実施課題 => 宮沢賢治の手紙を引いたコラムの「精神科医として患者の援助にあ」から「彼はこの言葉を綴るに至った。」までを、一字も変えずに書き写せ。

出典文書 =>
◆ ◆ ◆ ◆
以下のコラムは、京都いのちの電話ニュースレター第106号(2016年3月発行)に掲載された拙稿「苦しむべきことを苦しむ」を、改題して転載したものです。
精神科医として患者の援助にあたっていると、患者のおかれた状況のあまりの厳しさゆえに治療的希望を見失いそうになることもある。しかしそんなときに、勇気と励ましを与えてくれる言葉がある。それは宮沢賢治が知人に送った手紙の次の一節だ。「どうか今のご生活を大切にお護り下さい。上のそらでなしに、しっかり落ちついて、一時の感激や興奮を避け、楽しめるものは楽しみ、苦しまなければならないものは苦しんで生きて行きませう」。
この一節は賢治が死の10日前に書いたものだ。彼はこの言葉を書くまでに、多くの苦しみを経験した。信仰上の対立から生じた親友との離別、最大の理解者だった妹トシとの死別、農業の発展を願ってとりくんだ啓蒙活動の行き詰まり、肋膜炎によって差し込んできた死の影……。それらがもたらす不安や悲しみを経験した果てに、彼はこの言葉を綴るに至った。
◆ ◆ ◆ ◆
記録抜粋 =>
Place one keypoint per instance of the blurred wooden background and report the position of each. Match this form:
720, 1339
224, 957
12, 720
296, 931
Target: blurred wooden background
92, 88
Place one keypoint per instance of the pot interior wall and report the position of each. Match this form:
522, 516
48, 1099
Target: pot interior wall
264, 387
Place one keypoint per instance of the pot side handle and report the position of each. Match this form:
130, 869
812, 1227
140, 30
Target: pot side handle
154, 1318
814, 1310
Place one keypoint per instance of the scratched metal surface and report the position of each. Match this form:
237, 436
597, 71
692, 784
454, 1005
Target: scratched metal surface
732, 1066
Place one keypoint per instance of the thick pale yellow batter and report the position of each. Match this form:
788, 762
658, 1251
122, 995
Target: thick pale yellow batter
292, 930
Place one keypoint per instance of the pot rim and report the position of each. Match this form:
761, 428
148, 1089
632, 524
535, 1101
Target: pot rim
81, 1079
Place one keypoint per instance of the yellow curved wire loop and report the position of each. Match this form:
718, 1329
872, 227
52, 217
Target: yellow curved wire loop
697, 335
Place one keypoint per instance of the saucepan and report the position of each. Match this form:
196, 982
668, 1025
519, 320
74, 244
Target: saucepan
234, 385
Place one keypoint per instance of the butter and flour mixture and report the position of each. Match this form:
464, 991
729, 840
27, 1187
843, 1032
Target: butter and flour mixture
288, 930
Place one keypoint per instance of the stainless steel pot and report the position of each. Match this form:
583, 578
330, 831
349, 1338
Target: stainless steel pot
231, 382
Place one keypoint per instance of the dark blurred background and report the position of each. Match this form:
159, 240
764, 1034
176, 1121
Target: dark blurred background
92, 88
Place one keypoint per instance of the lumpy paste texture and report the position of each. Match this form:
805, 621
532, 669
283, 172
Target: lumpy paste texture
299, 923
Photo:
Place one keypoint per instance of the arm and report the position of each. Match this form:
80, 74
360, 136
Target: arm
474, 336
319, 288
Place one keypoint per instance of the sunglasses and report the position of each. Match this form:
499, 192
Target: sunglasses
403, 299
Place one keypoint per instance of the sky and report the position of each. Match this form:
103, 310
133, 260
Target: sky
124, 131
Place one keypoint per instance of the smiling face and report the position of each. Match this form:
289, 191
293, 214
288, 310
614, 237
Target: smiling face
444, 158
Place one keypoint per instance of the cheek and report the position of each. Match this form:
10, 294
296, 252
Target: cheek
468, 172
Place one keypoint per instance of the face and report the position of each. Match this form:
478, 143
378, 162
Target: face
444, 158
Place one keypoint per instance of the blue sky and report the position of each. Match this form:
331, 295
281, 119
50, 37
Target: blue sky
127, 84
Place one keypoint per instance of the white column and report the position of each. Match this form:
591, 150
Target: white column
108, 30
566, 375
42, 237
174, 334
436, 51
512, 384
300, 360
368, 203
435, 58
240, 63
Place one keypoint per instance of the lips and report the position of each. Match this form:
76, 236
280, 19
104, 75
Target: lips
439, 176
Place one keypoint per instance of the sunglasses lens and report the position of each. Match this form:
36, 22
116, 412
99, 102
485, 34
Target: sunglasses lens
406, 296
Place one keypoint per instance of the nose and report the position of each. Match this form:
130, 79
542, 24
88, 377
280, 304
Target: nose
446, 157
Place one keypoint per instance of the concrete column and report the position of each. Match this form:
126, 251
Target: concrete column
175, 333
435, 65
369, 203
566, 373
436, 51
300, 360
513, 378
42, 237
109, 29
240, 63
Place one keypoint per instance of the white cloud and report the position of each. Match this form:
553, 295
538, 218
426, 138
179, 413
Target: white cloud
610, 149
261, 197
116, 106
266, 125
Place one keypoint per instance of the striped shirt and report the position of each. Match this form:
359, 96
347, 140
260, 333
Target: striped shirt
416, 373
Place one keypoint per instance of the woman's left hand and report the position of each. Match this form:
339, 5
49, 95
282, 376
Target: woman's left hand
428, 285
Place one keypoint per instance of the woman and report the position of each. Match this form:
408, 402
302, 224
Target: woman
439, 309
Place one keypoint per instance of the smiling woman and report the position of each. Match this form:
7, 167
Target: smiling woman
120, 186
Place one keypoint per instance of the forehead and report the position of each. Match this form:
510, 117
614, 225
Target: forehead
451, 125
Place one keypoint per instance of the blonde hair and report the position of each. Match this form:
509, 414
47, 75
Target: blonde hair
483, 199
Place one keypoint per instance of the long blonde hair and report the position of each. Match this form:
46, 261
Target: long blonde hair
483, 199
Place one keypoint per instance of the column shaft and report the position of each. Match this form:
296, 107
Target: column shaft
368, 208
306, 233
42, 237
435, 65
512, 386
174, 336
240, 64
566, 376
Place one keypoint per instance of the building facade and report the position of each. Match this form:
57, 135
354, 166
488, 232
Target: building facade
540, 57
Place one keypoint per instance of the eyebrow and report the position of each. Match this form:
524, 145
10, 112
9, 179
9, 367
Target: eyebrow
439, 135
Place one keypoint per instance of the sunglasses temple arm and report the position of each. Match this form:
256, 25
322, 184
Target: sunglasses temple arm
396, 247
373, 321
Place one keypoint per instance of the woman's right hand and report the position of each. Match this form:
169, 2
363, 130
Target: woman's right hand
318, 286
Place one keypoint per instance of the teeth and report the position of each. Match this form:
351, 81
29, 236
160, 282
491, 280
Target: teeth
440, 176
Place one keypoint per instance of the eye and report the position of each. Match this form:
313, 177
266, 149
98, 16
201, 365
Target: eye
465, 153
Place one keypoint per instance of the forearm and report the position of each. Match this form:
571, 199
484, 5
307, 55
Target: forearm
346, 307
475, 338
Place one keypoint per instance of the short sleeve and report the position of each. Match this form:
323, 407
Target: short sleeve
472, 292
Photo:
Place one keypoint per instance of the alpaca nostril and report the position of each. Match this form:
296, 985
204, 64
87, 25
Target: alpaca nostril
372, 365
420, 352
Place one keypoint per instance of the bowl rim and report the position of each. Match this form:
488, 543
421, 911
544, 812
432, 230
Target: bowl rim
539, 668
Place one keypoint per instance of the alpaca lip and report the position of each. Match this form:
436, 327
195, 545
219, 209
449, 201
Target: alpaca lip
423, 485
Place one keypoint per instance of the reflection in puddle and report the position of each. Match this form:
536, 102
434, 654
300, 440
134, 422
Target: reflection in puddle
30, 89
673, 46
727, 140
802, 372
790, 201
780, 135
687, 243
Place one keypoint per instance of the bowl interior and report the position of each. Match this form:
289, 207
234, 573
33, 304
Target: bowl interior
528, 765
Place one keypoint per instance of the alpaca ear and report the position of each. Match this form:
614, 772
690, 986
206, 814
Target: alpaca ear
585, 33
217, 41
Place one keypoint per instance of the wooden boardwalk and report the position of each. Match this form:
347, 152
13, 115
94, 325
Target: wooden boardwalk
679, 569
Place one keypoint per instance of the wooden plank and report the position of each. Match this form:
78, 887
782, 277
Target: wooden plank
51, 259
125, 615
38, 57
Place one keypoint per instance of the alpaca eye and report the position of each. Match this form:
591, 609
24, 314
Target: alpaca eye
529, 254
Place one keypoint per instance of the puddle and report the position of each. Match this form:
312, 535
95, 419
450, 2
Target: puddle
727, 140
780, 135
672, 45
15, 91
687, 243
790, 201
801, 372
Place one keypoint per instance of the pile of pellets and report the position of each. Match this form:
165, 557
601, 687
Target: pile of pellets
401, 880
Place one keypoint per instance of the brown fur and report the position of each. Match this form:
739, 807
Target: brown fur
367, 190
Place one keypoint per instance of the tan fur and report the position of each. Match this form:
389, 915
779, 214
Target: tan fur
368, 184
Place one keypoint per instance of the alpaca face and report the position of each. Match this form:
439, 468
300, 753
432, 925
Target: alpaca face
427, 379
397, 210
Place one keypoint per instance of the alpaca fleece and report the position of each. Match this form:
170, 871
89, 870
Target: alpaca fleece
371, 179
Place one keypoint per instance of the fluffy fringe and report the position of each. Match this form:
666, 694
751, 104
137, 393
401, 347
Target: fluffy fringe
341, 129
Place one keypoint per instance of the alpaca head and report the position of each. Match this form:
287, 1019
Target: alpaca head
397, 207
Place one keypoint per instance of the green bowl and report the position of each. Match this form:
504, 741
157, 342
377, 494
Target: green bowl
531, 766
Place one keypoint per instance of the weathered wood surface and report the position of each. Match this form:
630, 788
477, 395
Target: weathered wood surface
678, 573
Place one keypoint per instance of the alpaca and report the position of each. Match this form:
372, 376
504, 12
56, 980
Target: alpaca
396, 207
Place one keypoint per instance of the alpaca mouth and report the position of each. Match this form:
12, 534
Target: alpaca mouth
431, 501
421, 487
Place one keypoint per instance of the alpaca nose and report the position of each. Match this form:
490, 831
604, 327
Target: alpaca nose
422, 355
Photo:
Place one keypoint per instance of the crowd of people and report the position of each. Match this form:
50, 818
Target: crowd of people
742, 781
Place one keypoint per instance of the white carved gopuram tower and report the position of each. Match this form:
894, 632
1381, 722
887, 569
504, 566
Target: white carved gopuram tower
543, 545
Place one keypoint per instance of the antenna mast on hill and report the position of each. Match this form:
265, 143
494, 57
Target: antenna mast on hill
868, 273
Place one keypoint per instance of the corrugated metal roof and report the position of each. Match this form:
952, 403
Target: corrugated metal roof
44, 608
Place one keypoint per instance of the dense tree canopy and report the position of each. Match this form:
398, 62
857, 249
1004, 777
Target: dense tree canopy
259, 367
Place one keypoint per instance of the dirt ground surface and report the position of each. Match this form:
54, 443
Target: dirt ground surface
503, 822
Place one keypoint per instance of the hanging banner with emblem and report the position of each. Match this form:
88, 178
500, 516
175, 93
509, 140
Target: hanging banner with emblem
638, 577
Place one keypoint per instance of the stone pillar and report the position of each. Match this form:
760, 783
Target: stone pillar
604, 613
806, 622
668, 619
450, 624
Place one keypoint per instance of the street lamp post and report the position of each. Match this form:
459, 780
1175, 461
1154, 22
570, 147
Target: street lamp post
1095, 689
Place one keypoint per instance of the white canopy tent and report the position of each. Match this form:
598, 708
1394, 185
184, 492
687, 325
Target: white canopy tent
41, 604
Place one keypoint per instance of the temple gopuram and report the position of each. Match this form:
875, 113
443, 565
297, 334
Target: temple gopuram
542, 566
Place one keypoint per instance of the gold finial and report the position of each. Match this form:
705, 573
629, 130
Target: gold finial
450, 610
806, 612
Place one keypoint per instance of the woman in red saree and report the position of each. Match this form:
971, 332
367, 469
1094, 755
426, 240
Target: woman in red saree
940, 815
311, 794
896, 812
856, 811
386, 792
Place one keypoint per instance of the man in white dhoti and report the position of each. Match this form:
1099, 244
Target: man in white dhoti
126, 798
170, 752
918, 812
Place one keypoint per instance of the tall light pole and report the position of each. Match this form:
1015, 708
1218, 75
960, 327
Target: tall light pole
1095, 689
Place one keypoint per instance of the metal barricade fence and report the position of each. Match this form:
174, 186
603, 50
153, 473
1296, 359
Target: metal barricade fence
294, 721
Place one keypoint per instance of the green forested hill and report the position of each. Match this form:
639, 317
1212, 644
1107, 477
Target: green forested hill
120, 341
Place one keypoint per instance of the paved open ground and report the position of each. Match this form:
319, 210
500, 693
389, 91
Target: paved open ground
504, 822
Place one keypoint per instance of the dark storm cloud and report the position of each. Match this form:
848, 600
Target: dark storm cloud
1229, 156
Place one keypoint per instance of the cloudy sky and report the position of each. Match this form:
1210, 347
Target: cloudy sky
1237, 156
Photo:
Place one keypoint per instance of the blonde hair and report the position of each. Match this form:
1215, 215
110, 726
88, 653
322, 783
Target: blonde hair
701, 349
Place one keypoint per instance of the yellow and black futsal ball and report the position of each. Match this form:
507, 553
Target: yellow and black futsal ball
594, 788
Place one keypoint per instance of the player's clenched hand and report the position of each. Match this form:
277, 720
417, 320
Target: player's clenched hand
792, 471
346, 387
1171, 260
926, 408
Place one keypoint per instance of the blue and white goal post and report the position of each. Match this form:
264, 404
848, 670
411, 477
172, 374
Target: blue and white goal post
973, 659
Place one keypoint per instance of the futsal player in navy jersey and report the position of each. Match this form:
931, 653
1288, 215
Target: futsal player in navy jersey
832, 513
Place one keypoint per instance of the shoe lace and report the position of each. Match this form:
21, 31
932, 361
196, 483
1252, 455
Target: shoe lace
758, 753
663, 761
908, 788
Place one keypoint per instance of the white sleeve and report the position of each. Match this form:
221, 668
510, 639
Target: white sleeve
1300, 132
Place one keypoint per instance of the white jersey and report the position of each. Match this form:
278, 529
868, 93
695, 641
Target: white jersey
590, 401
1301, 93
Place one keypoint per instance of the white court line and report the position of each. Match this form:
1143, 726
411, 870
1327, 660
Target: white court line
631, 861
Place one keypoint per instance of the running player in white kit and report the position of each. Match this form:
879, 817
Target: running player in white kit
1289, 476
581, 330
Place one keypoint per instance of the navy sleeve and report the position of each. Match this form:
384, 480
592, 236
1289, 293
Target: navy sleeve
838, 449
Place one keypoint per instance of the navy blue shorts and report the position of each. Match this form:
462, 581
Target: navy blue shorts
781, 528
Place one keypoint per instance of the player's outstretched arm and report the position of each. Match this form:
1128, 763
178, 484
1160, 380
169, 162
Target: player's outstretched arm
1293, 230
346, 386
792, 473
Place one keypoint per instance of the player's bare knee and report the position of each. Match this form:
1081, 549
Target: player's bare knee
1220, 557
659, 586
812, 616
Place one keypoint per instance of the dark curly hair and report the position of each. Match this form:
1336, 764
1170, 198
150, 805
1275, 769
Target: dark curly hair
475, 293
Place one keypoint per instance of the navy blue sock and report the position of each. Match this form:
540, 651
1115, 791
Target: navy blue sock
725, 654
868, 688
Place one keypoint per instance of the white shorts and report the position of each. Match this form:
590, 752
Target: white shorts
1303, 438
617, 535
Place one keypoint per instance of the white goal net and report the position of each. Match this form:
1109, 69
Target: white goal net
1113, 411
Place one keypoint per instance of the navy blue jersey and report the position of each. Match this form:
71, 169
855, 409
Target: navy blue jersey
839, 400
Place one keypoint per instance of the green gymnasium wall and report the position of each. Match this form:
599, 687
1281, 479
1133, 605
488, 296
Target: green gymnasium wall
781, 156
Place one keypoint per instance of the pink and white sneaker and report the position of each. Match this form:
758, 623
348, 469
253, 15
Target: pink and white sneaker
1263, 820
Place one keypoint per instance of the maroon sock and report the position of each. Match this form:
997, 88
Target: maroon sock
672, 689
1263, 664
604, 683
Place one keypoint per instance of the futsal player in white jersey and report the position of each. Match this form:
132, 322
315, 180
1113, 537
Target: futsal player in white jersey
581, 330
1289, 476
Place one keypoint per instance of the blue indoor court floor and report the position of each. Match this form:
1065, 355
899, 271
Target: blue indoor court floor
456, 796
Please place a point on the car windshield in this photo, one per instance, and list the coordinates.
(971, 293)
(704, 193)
◆ ◆ ◆ ◆
記述解答 =>
精神科医として患者の援助にあたっていると、患者のおかれた状況のあまりの厳しさゆえに治療的希望を見失いそうになることもある。しかしそんなときに、勇気と励ましを与えてくれる言葉がある。それは宮沢賢治が知人に送った手紙の次の一節だ。「どうか今のご生活を大切にお護り下さい。上のそらでなしに、しっかり落ちついて、一時の感激や興奮を避け、楽しめるものは楽しみ、苦しまなければならないものは苦しんで生きて行きませう」。
この一節は賢治が死の10日前に書いたものだ。彼はこの言葉を書くまでに、多くの苦しみを経験した。信仰上の対立から生じた親友との離別、最大の理解者だった妹トシとの死別、農業の発展を願ってとりくんだ啓蒙活動の行き詰まり、肋膜炎によって差し込んできた死の影……。それらがもたらす不安や悲しみを経験した果てに、彼はこの言葉を綴るに至った。